#### Written request a
Copy out everything in the records from the line containing "Return the outline of every instance of the grey" down to the end of the records, without changing anything.

#### Provided text
════════

Mourning, Melancholy and the Mennonites

Julia Kasdorf

This essay was originally titled "Thriving Beyond Bounds" and was offered in a slightly different form at the BMC annual conference in Buffalo, New York, October 2004.

When my parents, who recently moved to a traditional Mennonite community after living years on the fringes, began to hear from their friends that I would be speaking at this conference, they mentioned it to me in oblique ways.  You know how those conversations go.  “I hear you’re talking at the BMC conference…?”  This was spoken as a question and followed by a long pause in which I knew something more than a simple affirmation was expected.  I could not tell whether they were proud that I was doing something public for the Mennonites or embarrassed because I was challenging official church doctrines, and of course I didn’t ask.

The second or third time it came up in this vague sort of way, I firmly told my dad that this is the only conference I’ve ever attended in a professional capacity that has provided childcare.  His face suddenly brightened, “Wow!” he said.  “You should tell people that!”

I assume that the presence of childcare at BMC means not that you are buying into “family values,” but that you are embodying the ideal of the rainbow—that everyone’s needs must be met, every animal gets into the ark and is fed and cared for and saved from the flood.  Maybe being queer does not mean that you are carefree, released from the duty of caring for children and other vulnerable individuals (as one popular stereotype assumes), but that you understand all too well that different needs demand different kinds of attention and structures.  And I thank you for that.

But before childcare issues emerged, when the invitation came to talk at this conference, my mind first went to a conversation I had some years back with my best friend from high school.  The dynamic of our friendship in a redneck Western PA public high school in the late 1970s was this:   I suffered a massive crush on him for years while he, I later learned, was longing to try out for the Theatre Club’s musical productions, but all the while he was terrified that someone might recognize him for the “band fag” he knew he was, to borrow the terminology of our high school.  When that very dear man reached his early 30s, he came out to me and his mother—the last people on his list.  Then he told me that he’d felt a strong personal resonance with the nostalgia and ambivalence that I express toward the traditional Mennonite community in my first book, Sleeping Preacher.   The way I write about Mennonites parallels the feelings queer people experience toward straight culture and its institutions and traditions, he said.  That ambivalence—a powerful mix of love and aversion, longing and loss, grief for knowing one will never fit into that idealized world of the past—is the space I want to explore a bit in this piece.

════════

#### Provided records
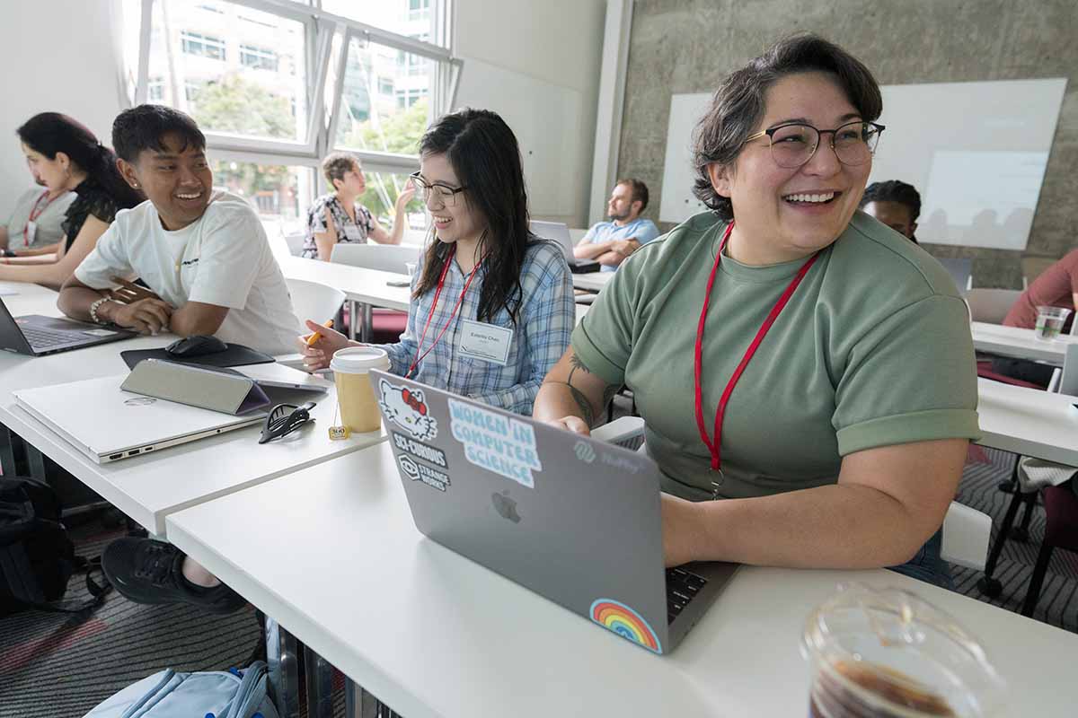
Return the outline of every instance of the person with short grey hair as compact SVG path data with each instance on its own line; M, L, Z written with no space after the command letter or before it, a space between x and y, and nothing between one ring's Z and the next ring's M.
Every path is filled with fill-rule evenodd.
M367 192L367 178L359 158L350 152L334 152L322 160L322 173L333 192L322 195L307 210L307 237L303 256L330 261L338 242L400 244L407 220L404 209L415 196L412 181L405 183L395 205L392 229L385 229L362 205L356 201Z

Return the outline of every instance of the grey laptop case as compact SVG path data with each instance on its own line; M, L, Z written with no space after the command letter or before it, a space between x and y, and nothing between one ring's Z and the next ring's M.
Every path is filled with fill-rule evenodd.
M736 566L663 567L647 455L383 371L371 372L416 527L657 653Z

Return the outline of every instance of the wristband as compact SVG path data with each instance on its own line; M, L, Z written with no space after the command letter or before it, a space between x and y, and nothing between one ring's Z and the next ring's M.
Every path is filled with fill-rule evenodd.
M89 305L89 319L94 324L105 324L100 319L97 318L97 310L106 301L109 301L108 297L101 297L100 299L95 299L93 304Z

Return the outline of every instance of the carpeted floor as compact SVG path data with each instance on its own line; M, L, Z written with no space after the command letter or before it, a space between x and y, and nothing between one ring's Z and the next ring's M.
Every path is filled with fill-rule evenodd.
M967 465L958 501L985 511L998 523L1010 495L996 483L1010 476L1012 454L986 450ZM966 595L1018 611L1025 596L1045 513L1036 508L1028 544L1008 541L996 577L1003 594L987 600L976 588L979 572L956 569L955 586ZM122 535L100 523L73 530L78 551L98 555ZM81 577L68 597L85 597ZM1036 618L1078 632L1078 555L1056 551L1049 567ZM74 623L64 616L23 613L0 619L0 718L67 718L84 715L124 686L164 667L217 671L241 665L260 637L253 610L207 616L189 606L141 606L115 593L93 618ZM343 702L337 691L340 715Z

════════

#### Written request b
For each statement, say whether the essay on mourning and the Mennonites supports it, answering yes or no and quoting the words that decide it: (i) The essay was first presented at a BMC conference held in Buffalo, New York. (ii) The writer's high school friend came out to the writer and his mother before telling anyone else. (iii) The writer's first book is titled Sleeping Preacher.

#### Final answer a
Return the outline of every instance of the grey laptop case as compact SVG path data with each instance on its own line; M, L, Z written with no space after the command letter or before it, a space between x and y, and nothing between one ring's Z and the next ring's M.
Every path is filled with fill-rule evenodd.
M736 566L663 567L647 455L383 371L371 372L416 527L657 653Z

Return the outline of every instance of the wristband as compact SVG path data with each instance on its own line; M, L, Z written with no space after the command letter or before it, a space between x and y, and nothing between one ring's Z and the next ring's M.
Every path is filled with fill-rule evenodd.
M89 305L89 319L94 324L105 324L100 319L97 318L97 310L106 301L109 301L108 297L101 297L100 299L95 299L93 304Z

Return the outline of every instance of the carpeted floor as compact SVG path data with each instance on its own line; M, L, Z written with no space after the command letter or before it, a space between x and y, and nothing between one ring's Z and the next ring's M.
Every path is filled with fill-rule evenodd.
M967 465L958 501L985 511L998 523L1010 495L996 483L1010 476L1012 454L986 450ZM966 595L1018 611L1025 596L1045 513L1036 508L1028 544L1008 541L996 577L1003 594L987 600L976 588L979 572L956 569L955 586ZM122 535L100 523L73 530L78 551L98 555ZM81 577L68 597L85 597ZM1036 618L1078 632L1078 555L1056 551L1049 567ZM74 623L64 616L23 613L0 619L0 718L67 718L84 715L124 686L164 667L217 671L241 665L260 637L253 610L207 616L189 606L141 606L115 593L93 618ZM343 702L337 691L340 715Z

#### Final answer b
(i) Yes: "offered in a slightly different form at the BMC annual conference in Buffalo, New York, October 2004."
(ii) No: "he came out to me and his mother—the last people on his list."
(iii) Yes: "in my first book, Sleeping Preacher."